Stored records
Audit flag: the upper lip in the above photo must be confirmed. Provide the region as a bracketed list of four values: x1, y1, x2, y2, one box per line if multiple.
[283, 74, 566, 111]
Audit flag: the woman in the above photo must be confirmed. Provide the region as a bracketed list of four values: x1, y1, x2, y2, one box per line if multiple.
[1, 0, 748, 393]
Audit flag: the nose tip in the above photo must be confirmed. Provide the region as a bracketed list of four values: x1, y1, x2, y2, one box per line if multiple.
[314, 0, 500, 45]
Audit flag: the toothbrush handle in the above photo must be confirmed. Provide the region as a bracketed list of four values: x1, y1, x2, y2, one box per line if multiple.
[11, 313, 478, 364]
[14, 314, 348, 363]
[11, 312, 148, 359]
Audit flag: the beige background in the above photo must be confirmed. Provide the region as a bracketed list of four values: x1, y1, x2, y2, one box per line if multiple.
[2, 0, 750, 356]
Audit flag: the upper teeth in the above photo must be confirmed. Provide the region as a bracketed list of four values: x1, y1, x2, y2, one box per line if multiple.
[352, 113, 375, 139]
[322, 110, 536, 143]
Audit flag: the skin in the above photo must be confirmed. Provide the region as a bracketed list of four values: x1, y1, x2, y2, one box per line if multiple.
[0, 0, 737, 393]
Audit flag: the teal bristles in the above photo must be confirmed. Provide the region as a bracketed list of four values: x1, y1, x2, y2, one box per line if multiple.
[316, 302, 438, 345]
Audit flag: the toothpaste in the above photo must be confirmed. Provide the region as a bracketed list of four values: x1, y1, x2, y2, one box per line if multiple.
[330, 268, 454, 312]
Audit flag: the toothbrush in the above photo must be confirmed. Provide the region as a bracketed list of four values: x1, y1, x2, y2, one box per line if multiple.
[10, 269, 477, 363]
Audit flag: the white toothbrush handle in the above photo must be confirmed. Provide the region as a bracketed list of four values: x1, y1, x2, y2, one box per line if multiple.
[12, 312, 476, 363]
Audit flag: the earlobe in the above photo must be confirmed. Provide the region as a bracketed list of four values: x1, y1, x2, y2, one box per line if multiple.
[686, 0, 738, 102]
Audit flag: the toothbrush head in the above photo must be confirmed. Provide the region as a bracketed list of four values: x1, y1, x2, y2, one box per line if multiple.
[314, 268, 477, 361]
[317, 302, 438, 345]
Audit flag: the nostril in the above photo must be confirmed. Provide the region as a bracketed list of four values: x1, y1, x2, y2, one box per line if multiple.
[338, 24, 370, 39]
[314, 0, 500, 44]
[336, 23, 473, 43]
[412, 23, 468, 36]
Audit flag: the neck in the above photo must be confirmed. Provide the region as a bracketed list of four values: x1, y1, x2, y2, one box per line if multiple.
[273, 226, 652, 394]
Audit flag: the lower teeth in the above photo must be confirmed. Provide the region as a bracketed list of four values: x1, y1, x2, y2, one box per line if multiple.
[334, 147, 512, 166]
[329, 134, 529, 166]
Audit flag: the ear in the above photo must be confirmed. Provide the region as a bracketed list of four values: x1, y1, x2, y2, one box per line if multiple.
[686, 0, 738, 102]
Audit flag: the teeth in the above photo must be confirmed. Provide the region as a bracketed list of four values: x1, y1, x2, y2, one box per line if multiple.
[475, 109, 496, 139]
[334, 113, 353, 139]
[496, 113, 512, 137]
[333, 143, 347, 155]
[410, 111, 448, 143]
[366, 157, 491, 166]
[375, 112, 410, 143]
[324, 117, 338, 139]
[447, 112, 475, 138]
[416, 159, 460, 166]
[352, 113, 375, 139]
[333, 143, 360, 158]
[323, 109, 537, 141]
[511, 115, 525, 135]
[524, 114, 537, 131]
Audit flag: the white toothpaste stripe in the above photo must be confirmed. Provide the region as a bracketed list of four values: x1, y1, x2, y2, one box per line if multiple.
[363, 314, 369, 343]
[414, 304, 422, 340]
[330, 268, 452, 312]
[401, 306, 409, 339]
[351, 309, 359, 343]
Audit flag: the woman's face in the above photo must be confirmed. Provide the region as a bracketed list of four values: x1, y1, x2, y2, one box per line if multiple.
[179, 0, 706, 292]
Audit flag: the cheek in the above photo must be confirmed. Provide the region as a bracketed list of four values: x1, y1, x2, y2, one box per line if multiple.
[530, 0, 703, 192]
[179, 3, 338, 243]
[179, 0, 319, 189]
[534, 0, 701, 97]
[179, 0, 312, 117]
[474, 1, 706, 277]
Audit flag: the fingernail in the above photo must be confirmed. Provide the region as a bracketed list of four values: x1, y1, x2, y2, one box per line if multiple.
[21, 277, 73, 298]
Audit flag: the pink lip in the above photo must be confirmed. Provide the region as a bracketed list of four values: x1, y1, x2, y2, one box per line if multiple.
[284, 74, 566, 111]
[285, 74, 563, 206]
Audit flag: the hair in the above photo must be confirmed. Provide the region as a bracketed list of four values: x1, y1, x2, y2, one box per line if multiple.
--
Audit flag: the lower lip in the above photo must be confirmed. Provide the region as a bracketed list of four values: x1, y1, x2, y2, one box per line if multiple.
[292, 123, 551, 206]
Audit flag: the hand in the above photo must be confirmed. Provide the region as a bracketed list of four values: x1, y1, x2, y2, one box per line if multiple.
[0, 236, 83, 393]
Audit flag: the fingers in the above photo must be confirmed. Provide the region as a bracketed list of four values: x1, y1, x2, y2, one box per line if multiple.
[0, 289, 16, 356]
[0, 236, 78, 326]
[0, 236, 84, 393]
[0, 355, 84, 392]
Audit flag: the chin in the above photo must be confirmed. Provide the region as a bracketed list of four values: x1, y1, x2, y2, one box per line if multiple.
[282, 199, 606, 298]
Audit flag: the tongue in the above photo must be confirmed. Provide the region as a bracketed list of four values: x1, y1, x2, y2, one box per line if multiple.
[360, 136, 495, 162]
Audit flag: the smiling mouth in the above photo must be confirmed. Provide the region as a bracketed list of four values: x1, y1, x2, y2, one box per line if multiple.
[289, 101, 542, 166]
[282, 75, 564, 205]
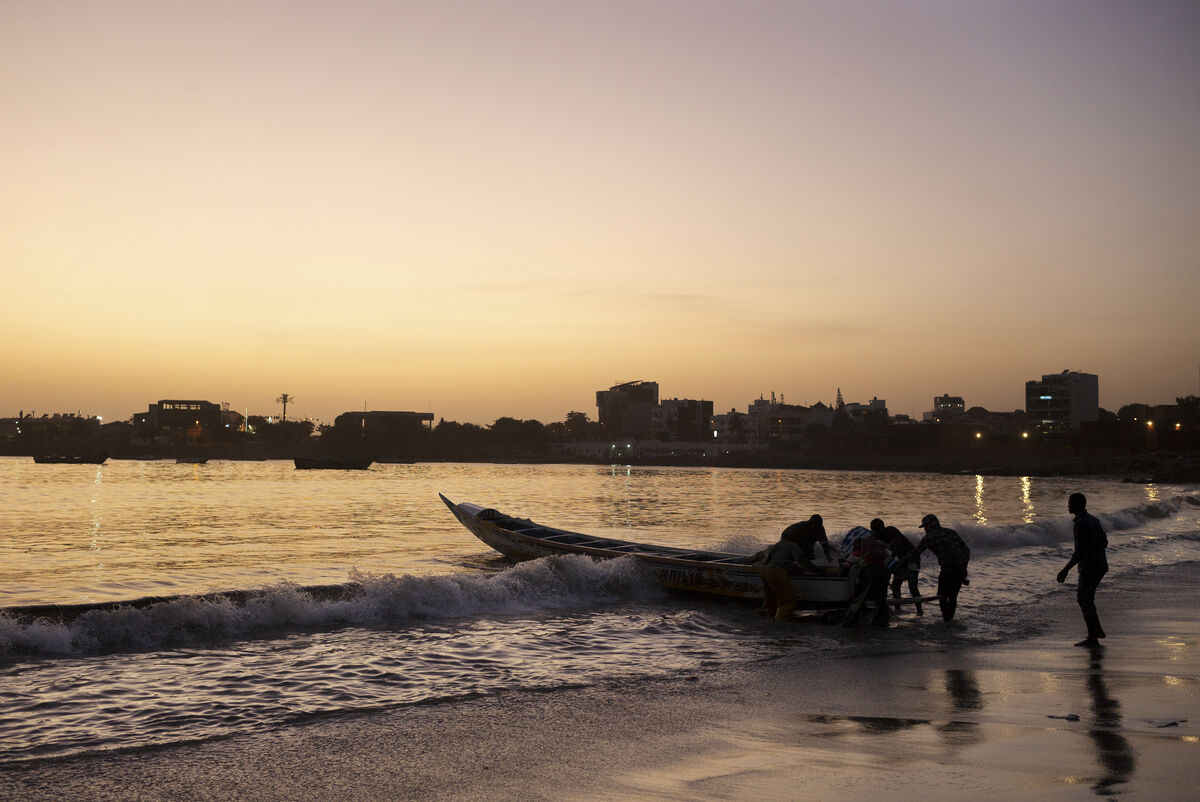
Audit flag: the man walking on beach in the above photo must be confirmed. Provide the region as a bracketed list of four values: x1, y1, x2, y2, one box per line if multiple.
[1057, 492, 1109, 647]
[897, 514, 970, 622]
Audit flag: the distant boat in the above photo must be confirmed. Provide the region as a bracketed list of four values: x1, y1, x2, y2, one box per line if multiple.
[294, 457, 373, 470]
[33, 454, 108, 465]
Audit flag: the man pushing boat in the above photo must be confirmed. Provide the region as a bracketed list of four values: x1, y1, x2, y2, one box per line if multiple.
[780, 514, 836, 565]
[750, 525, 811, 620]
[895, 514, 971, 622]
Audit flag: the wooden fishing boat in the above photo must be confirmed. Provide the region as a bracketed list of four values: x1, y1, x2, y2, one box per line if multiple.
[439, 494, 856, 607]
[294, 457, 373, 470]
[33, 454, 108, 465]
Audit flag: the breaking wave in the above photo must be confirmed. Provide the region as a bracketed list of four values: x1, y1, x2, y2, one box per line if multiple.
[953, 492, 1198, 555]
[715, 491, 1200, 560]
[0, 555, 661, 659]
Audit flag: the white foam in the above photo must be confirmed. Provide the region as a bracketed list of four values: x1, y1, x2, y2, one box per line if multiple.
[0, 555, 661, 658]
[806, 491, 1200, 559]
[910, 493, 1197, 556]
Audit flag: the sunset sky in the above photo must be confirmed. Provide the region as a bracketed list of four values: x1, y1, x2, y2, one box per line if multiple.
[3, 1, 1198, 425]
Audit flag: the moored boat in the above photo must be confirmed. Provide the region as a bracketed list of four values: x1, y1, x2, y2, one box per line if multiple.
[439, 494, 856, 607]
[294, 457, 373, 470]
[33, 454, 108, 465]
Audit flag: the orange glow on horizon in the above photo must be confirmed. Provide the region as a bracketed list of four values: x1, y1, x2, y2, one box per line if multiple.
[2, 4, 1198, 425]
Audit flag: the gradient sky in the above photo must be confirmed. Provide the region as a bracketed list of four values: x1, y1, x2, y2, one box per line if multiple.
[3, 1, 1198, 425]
---
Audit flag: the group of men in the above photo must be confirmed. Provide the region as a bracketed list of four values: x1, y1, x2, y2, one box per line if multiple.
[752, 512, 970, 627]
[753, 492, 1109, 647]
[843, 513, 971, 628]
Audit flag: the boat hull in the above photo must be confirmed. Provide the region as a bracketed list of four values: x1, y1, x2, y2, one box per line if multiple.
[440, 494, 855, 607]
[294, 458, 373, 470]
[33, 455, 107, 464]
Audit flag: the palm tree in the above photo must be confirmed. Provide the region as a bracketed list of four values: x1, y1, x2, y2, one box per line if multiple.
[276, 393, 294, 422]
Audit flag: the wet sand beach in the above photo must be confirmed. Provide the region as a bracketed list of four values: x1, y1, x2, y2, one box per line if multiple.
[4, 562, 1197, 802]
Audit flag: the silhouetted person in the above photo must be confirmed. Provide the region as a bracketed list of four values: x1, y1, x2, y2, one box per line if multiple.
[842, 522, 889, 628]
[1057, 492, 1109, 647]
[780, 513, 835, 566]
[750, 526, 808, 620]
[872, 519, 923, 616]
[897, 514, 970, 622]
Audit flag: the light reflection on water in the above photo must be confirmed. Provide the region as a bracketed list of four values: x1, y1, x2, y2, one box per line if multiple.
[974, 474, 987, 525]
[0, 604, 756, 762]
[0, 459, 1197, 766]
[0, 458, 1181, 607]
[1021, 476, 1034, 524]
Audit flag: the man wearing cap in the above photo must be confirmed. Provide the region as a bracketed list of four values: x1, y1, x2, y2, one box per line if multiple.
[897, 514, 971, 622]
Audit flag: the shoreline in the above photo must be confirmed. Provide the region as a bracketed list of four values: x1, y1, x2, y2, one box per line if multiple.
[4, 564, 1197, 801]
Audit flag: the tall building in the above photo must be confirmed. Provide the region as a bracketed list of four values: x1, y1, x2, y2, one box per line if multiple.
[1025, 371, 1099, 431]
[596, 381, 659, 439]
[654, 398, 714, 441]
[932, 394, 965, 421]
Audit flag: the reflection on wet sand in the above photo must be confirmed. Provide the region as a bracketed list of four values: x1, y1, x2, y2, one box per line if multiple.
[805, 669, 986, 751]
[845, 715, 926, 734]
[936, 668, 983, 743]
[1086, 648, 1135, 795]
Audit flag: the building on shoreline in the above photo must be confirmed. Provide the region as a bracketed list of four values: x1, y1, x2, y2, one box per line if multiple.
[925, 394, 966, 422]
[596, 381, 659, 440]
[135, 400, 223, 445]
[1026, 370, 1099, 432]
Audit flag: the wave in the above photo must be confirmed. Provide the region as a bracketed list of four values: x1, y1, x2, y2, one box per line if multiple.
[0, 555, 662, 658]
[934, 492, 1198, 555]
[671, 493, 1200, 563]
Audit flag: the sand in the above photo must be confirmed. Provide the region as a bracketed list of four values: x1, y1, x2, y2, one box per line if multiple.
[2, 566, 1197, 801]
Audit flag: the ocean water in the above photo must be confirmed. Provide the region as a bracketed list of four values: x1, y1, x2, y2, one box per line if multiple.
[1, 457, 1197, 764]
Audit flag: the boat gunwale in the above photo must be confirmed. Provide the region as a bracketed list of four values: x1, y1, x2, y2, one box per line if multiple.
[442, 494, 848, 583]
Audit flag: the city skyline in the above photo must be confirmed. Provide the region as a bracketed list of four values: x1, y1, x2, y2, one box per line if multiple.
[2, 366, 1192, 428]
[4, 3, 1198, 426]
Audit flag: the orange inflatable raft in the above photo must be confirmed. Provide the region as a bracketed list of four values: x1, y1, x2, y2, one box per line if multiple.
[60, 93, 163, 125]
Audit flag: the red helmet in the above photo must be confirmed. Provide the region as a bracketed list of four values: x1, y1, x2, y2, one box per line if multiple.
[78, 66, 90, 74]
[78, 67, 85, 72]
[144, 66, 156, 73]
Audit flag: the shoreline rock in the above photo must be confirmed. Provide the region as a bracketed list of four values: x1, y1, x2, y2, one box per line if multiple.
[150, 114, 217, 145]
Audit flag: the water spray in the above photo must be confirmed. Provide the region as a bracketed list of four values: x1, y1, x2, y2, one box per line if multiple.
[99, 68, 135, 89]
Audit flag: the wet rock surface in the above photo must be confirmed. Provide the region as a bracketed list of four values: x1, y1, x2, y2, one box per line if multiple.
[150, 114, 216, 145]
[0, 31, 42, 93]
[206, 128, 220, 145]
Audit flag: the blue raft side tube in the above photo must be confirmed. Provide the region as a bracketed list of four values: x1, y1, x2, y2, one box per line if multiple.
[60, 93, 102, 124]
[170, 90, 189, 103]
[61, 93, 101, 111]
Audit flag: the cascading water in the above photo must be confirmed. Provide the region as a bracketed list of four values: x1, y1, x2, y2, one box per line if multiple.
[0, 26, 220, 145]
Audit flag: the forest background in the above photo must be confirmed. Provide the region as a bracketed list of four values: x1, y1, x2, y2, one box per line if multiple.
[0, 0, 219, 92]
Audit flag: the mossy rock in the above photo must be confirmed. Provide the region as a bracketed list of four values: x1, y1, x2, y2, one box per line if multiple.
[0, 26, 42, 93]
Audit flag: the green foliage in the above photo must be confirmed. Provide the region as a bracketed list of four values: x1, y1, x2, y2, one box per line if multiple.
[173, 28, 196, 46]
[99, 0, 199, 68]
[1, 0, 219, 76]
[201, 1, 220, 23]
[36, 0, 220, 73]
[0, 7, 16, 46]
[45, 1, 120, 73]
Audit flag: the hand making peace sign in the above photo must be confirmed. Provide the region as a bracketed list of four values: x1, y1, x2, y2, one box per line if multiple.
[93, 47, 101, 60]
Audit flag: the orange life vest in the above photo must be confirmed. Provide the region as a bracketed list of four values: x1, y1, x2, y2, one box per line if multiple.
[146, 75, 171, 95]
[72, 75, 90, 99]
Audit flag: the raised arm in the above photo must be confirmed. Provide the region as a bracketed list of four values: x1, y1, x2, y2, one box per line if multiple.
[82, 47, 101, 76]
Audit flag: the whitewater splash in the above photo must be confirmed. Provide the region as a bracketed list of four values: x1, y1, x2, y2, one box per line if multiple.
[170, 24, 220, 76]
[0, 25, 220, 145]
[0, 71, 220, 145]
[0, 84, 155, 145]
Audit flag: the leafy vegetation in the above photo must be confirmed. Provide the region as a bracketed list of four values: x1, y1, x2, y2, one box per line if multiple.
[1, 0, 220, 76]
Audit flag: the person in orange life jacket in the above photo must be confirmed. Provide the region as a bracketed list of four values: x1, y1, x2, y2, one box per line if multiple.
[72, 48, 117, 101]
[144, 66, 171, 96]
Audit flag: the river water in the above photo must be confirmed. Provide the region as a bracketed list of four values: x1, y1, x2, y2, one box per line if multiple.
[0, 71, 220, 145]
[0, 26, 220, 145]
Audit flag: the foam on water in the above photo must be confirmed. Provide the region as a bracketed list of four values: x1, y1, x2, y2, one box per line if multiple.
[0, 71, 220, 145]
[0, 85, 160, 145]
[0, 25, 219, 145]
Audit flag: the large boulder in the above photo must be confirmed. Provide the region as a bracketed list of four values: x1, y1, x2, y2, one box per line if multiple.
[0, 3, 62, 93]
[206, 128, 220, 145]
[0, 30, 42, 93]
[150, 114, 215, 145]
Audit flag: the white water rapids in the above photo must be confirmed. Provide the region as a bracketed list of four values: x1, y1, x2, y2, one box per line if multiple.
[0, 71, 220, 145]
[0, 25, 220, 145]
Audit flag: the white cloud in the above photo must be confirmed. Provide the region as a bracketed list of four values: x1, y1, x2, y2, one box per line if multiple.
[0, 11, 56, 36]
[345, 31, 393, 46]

### Problem statement
Above are the entries. Copy exactly the part that opens with the line containing "Audit flag: the woman's" and closes with the line containing "Audit flag: the hair", and no more.

### Written answer
Audit flag: the woman's face in the above photo must be confirmed. Provide the region as a bracketed list of four values: x1, y1, x2, y2, one box per line if multiple.
[179, 0, 706, 292]
Audit flag: the cheek in the above photo must be confirmed. Provide the region as a bracketed list of four values: x1, y1, x2, y2, one box per line if multiple.
[530, 0, 703, 192]
[179, 3, 338, 243]
[179, 0, 319, 189]
[534, 0, 701, 97]
[179, 0, 312, 117]
[474, 1, 706, 277]
Audit flag: the fingernail in the above photo must be confirmed. Provide the region as a bracketed list of four values: x1, y1, x2, y2, one box per line if multiple.
[21, 277, 73, 298]
Audit flag: the pink lip in the above photo must be confirmed. Provide the region as a bracketed list of four values: x1, y1, x2, y2, one box per line if multiple.
[284, 74, 566, 111]
[285, 74, 563, 206]
Audit flag: the hair in the above photo must be confirmed. Provide the region as a bracketed list of four values: x1, y1, x2, y2, one box per line if multiple.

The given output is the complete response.